Stored items
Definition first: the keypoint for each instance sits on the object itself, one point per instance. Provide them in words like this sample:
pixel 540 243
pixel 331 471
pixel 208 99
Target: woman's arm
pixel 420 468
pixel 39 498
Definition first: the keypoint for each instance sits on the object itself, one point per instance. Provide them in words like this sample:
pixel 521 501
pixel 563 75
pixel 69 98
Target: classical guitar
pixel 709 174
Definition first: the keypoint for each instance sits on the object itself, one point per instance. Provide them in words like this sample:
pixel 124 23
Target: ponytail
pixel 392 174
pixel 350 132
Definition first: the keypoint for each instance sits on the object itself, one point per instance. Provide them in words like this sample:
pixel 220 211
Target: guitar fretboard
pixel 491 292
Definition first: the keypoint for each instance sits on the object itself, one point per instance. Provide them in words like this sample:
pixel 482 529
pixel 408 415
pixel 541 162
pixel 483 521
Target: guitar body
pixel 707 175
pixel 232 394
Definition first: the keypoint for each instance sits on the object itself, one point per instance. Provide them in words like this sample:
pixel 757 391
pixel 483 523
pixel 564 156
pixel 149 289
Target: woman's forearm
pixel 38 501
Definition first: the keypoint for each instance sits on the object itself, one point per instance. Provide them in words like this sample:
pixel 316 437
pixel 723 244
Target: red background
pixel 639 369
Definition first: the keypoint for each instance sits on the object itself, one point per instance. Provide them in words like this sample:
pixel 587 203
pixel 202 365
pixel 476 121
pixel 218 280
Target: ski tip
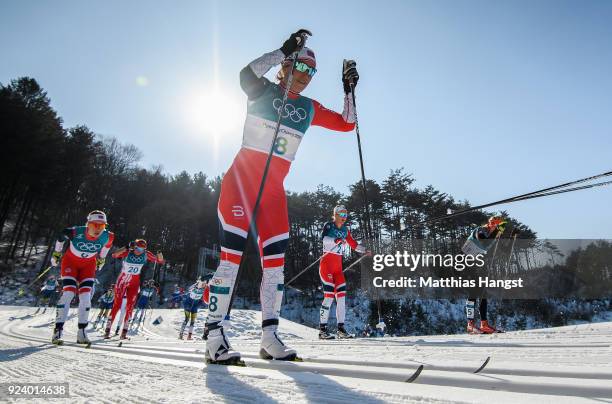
pixel 485 363
pixel 415 374
pixel 232 362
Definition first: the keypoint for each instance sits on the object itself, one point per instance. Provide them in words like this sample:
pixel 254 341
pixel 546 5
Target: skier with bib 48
pixel 335 236
pixel 88 247
pixel 480 241
pixel 134 257
pixel 241 186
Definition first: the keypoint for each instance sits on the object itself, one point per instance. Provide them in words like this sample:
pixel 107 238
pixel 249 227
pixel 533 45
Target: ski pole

### Written problem
Could you copy the data above word for word, leaving the pictures out?

### Answer to the task
Definition first: the keypoint for each instance sits on the object itself, one point per instance. Provide them in words like this sample:
pixel 540 243
pixel 331 471
pixel 208 99
Target: woman's arm
pixel 420 468
pixel 39 498
Definition first: the keypoint for each instance sits on the object itself, one point per instance. Provide them in words like this sample:
pixel 521 501
pixel 563 75
pixel 69 98
Target: classical guitar
pixel 709 174
Definition first: the keypoint for each instance sits on the object itself, one point per instance. Provide them in words like this sample:
pixel 124 23
Target: ponytail
pixel 392 174
pixel 350 132
Definition first: the keypoint for each instance sits on the object itself, one point per instance. Provide them in words like this sample:
pixel 220 211
Target: guitar fretboard
pixel 491 292
Definition first: the keypoint for each instance sits on the object itself, one point per instance. Provide them in words like this sample:
pixel 482 529
pixel 408 415
pixel 541 162
pixel 483 521
Target: guitar body
pixel 707 175
pixel 232 394
Definition first: the keypoint for each instance sits on the object itself, one point per instance. Provide them in words like this sample:
pixel 757 391
pixel 483 523
pixel 564 156
pixel 149 289
Target: woman's forearm
pixel 38 501
Definition first: the keypoint for each instance sits on the object itself, one point per instance. Provide them in words like this sample:
pixel 316 437
pixel 723 244
Target: red background
pixel 639 369
Definition first: the keypoint for each instance sits on the object itself, one point per instance. Provide them in words like this sample:
pixel 587 203
pixel 202 365
pixel 476 121
pixel 218 280
Target: ski tip
pixel 485 363
pixel 415 374
pixel 232 362
Definition first: the keypoint for each instance sits on the object itself, one point per instance. Provide them in words like this sample:
pixel 254 341
pixel 546 5
Target: skier with bib 48
pixel 335 236
pixel 88 247
pixel 480 241
pixel 134 257
pixel 241 186
Definition first: the keypoint for each instance sits on the object itself, one point per instance. Provide them in words like this sample:
pixel 107 238
pixel 249 227
pixel 533 45
Target: ski pole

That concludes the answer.